• _WHAT IS REQUIRED_: Locate every line below that contains the word "shoulder" and copy each one.

• _Recorded data_:
■ ■ ■ ■

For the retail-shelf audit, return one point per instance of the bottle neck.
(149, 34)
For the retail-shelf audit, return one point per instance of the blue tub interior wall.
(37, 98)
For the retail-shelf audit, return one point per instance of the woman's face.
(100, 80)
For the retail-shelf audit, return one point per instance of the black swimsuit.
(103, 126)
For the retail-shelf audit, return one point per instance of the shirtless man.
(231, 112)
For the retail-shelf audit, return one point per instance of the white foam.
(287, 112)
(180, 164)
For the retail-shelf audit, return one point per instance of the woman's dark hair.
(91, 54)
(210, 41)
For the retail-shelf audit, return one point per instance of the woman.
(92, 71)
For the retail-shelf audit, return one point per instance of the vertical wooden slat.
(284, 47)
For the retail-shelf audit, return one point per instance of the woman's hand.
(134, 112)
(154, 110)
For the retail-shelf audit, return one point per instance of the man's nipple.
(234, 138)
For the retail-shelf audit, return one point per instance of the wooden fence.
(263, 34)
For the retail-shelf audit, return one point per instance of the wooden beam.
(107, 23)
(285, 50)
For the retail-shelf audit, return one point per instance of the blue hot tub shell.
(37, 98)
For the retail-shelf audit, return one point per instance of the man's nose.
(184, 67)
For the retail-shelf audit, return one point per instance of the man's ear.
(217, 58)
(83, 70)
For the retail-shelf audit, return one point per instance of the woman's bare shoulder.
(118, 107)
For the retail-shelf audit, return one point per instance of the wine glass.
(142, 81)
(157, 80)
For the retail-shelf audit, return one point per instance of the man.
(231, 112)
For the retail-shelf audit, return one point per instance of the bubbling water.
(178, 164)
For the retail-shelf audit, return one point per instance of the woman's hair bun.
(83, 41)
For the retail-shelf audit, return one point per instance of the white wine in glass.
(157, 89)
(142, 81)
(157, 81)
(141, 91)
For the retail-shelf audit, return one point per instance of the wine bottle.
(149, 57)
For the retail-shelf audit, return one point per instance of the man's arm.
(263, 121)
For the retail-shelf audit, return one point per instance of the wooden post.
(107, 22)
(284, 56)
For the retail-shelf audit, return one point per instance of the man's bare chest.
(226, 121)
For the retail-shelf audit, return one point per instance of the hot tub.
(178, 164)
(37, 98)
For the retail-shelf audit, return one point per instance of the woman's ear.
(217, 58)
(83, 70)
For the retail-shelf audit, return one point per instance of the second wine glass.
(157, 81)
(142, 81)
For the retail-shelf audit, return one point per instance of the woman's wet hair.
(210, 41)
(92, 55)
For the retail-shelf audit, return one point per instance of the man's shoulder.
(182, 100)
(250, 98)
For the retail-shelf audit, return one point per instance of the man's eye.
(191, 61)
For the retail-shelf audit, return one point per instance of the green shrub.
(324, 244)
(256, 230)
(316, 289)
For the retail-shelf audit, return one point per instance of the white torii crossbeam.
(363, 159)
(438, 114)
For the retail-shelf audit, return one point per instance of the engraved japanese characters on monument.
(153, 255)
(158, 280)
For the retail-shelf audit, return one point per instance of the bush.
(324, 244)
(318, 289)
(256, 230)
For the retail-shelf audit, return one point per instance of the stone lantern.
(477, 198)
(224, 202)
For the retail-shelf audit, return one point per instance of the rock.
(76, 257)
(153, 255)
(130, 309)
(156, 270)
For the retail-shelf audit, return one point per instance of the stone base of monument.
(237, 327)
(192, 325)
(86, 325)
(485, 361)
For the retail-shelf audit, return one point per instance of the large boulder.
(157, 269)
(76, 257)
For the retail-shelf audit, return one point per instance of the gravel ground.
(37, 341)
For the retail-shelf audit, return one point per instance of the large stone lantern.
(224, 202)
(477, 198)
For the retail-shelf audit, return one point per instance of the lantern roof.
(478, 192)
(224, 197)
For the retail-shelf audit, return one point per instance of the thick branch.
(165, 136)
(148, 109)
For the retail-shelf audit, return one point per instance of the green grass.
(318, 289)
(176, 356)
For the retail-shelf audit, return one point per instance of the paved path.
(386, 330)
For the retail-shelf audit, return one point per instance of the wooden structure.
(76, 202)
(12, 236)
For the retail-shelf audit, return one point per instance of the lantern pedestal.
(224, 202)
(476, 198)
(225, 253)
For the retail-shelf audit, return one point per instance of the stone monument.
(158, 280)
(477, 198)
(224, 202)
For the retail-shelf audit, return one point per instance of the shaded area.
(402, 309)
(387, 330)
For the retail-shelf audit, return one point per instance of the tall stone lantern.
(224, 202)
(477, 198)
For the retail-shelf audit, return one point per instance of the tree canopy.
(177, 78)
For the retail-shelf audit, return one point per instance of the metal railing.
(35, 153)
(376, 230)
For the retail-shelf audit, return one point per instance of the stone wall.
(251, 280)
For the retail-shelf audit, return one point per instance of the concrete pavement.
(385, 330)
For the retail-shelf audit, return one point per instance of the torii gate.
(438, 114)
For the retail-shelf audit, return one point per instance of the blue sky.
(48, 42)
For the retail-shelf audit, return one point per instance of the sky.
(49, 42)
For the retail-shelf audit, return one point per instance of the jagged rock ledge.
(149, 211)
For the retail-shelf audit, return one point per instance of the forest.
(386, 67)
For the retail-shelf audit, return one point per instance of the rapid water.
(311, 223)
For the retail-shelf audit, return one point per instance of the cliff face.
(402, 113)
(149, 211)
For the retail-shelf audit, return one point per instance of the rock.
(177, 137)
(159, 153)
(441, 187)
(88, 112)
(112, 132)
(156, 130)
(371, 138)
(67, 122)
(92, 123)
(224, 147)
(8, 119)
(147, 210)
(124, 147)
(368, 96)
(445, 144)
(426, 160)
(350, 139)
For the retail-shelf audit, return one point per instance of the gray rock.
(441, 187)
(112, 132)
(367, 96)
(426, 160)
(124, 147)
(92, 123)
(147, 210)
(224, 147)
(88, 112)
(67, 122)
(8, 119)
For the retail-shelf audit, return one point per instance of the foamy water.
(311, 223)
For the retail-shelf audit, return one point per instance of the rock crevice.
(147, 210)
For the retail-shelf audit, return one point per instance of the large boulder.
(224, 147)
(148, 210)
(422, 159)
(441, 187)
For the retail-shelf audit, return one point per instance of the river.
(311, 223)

■ ■ ■ ■

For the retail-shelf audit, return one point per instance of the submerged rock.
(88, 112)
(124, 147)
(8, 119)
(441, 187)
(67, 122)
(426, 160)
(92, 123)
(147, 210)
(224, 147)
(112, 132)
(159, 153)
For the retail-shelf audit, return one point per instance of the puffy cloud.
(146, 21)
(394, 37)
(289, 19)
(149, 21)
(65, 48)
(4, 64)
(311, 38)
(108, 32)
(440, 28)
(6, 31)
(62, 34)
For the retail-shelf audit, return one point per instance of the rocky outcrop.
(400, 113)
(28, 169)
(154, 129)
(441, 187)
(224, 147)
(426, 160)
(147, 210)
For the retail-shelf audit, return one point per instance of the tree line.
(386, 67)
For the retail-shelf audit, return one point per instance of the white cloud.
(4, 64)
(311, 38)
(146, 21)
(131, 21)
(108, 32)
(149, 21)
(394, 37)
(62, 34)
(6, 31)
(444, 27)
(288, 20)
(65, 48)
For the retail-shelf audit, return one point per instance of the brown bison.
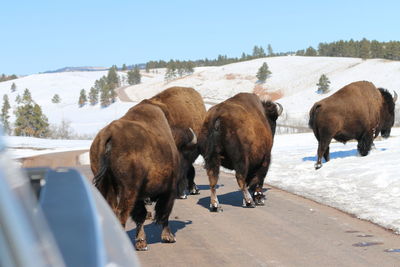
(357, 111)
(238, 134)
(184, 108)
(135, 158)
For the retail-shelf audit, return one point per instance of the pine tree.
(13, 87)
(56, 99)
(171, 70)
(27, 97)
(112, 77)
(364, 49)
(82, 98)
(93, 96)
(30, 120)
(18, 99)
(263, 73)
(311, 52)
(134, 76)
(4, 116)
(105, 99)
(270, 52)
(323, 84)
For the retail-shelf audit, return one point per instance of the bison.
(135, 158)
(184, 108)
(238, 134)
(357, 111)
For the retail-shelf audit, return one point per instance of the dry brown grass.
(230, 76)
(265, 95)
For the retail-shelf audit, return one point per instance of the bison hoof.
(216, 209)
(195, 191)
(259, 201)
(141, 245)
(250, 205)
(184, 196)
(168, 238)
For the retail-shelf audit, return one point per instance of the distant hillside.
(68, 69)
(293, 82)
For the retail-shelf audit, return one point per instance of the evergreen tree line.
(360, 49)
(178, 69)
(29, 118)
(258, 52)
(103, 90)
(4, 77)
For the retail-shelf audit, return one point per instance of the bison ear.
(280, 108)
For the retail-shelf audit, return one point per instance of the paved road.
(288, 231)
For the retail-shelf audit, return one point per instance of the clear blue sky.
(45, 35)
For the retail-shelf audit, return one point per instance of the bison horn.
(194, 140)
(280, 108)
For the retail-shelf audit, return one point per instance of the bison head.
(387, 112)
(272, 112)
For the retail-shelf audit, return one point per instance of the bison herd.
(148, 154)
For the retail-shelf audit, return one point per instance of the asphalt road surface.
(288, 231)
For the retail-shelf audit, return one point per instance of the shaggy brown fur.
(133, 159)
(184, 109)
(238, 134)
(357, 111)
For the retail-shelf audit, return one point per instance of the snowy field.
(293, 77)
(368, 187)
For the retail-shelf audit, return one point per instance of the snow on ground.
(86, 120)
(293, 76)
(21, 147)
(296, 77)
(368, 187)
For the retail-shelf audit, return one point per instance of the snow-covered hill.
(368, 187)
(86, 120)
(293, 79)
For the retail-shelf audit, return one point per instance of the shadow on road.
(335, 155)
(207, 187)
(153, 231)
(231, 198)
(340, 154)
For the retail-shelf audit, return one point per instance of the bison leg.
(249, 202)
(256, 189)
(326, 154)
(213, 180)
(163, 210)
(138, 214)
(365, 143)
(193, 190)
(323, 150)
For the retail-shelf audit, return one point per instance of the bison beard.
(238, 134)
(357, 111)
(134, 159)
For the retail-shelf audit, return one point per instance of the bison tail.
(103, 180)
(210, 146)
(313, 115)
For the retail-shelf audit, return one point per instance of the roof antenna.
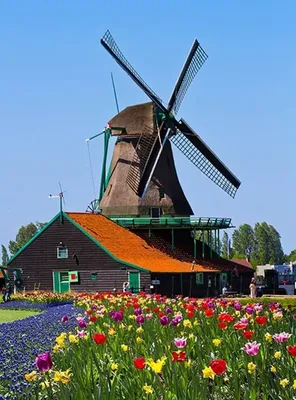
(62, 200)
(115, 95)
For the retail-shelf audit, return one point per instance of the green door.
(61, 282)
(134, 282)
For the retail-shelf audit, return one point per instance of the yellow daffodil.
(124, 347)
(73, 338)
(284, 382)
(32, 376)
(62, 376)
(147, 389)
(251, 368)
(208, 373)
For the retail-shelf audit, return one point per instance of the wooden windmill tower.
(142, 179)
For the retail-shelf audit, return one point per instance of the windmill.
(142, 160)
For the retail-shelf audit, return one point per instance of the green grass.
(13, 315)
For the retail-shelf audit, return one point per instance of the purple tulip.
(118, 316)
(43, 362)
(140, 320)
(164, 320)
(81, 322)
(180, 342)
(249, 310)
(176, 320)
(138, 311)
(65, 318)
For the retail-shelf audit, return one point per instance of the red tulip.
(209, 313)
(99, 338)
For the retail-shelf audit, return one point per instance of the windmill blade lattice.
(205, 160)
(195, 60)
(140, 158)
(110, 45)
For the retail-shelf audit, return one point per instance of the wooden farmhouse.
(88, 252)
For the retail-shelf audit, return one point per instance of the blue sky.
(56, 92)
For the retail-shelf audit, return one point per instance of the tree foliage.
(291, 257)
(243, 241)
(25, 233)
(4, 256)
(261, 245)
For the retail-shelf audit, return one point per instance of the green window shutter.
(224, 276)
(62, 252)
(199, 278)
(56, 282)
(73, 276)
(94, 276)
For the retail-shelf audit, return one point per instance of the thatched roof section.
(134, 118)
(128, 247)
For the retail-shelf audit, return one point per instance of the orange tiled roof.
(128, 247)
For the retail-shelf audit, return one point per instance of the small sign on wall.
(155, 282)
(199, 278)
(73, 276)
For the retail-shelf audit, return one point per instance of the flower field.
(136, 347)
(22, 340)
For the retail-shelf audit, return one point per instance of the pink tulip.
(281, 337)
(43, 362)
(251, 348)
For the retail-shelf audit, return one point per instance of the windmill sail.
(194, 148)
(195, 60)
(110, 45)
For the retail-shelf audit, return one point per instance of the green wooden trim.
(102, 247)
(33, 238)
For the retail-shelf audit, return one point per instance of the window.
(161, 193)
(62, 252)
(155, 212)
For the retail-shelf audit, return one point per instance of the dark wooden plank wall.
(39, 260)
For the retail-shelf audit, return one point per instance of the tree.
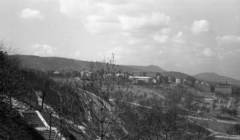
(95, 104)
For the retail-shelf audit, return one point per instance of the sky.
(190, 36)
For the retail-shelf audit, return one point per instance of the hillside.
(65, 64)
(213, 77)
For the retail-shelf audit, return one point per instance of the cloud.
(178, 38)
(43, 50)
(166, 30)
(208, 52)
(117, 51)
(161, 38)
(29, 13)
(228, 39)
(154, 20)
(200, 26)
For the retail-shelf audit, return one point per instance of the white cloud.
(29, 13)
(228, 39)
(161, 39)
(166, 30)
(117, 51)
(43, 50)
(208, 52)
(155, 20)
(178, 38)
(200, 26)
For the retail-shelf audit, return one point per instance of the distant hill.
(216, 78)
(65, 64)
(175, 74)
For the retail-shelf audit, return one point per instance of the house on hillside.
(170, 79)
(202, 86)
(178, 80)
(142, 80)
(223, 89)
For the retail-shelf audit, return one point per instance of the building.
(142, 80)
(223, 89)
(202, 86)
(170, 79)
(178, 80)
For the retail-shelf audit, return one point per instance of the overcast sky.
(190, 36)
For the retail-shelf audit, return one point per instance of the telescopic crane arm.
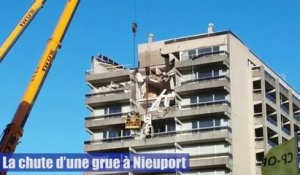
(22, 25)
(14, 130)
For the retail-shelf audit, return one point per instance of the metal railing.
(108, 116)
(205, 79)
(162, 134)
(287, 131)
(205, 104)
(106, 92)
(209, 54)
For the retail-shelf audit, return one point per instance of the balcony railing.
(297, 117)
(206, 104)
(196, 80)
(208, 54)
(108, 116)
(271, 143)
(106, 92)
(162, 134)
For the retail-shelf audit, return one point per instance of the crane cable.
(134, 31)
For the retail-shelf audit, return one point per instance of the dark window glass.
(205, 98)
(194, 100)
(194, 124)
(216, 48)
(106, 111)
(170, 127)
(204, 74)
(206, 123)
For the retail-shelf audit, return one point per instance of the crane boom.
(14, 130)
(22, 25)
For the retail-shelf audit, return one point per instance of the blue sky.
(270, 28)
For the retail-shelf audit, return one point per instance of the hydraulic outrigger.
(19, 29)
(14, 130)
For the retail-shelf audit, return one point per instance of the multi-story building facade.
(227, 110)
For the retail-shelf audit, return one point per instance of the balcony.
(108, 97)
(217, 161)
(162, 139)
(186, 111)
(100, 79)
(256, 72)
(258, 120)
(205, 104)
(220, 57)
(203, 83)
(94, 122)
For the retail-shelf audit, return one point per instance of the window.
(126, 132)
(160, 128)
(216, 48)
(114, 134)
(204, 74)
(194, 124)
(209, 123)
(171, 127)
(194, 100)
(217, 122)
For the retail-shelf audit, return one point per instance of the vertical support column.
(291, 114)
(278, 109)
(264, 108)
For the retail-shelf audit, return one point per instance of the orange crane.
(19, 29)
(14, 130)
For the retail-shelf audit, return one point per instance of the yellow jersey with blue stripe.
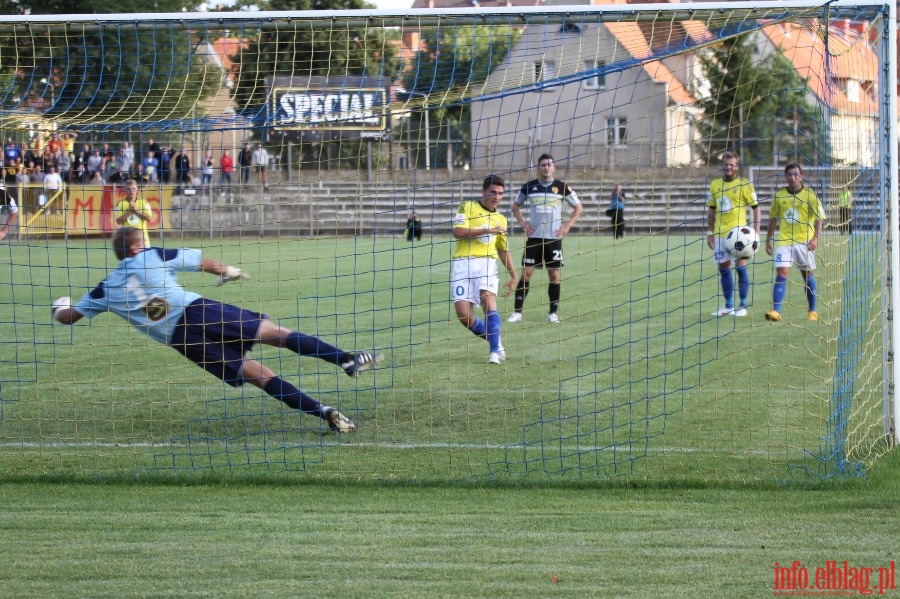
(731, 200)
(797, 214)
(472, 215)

■ ■ ■ ■

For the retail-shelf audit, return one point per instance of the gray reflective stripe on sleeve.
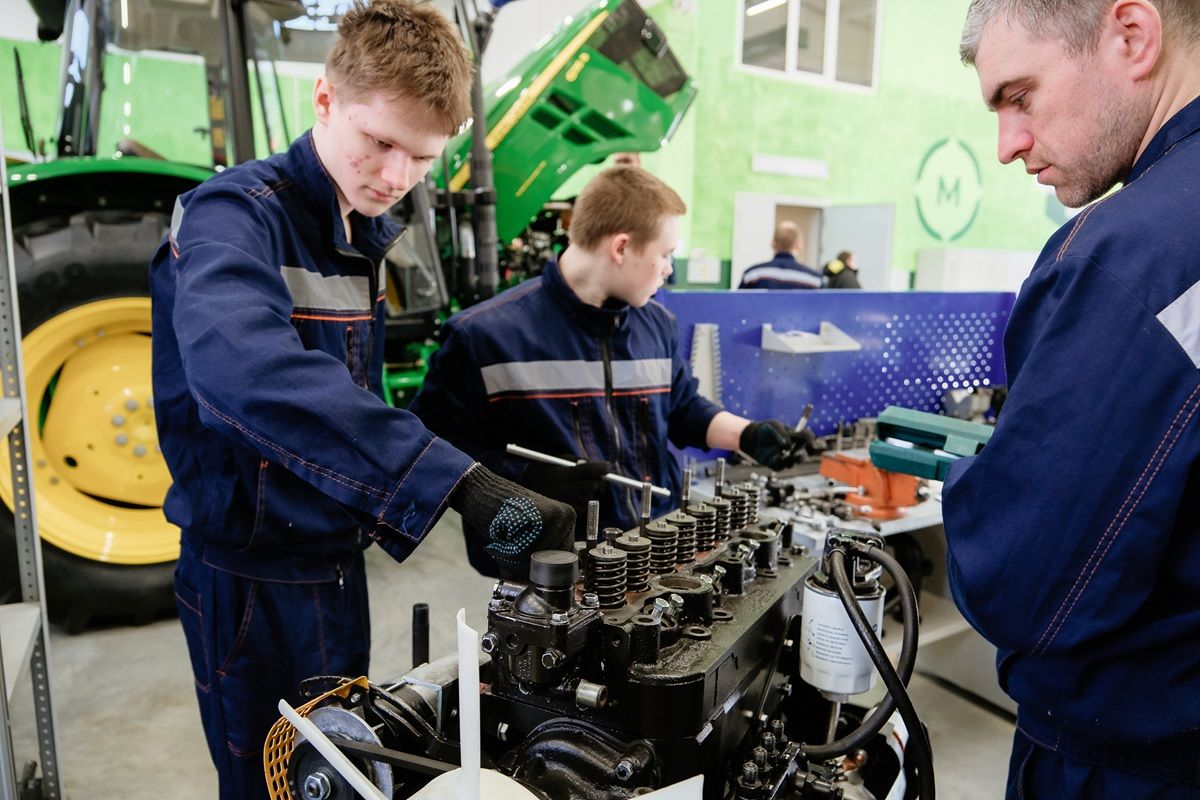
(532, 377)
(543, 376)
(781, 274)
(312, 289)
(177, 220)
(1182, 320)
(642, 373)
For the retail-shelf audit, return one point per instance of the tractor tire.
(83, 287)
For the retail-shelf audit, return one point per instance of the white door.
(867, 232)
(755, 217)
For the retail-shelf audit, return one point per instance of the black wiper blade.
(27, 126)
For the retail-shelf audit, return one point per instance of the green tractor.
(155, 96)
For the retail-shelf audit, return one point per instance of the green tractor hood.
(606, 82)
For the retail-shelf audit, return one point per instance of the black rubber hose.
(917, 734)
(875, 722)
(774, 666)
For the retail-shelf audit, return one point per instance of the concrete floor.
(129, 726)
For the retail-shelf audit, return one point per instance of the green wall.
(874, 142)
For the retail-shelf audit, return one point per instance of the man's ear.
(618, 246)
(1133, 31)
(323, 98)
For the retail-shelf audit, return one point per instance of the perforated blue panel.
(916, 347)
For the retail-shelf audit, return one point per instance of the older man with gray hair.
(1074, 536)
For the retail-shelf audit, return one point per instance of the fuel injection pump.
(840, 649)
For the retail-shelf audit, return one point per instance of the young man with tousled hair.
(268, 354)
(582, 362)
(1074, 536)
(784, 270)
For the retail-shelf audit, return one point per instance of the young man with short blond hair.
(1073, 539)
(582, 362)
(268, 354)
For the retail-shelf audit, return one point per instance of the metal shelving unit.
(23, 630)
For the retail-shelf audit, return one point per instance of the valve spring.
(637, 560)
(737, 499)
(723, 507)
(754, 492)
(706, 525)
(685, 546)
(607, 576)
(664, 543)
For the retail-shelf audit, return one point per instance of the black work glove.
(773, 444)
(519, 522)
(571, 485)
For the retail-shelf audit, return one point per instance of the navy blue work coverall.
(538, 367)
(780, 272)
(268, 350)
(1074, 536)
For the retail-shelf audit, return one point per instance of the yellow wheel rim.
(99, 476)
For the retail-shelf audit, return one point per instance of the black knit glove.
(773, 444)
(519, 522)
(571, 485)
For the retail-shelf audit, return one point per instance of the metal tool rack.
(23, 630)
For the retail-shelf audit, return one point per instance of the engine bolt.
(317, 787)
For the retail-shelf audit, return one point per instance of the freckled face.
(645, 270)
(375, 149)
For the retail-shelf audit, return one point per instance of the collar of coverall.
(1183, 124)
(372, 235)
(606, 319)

■ ■ ■ ■

• _OUTPUT FOR THIS TASK_:
For the retail-shelf audit, return one point per instance of the woman's bare shoulder.
For the retail-shelf audit, return one point per instance of the man's shoulder.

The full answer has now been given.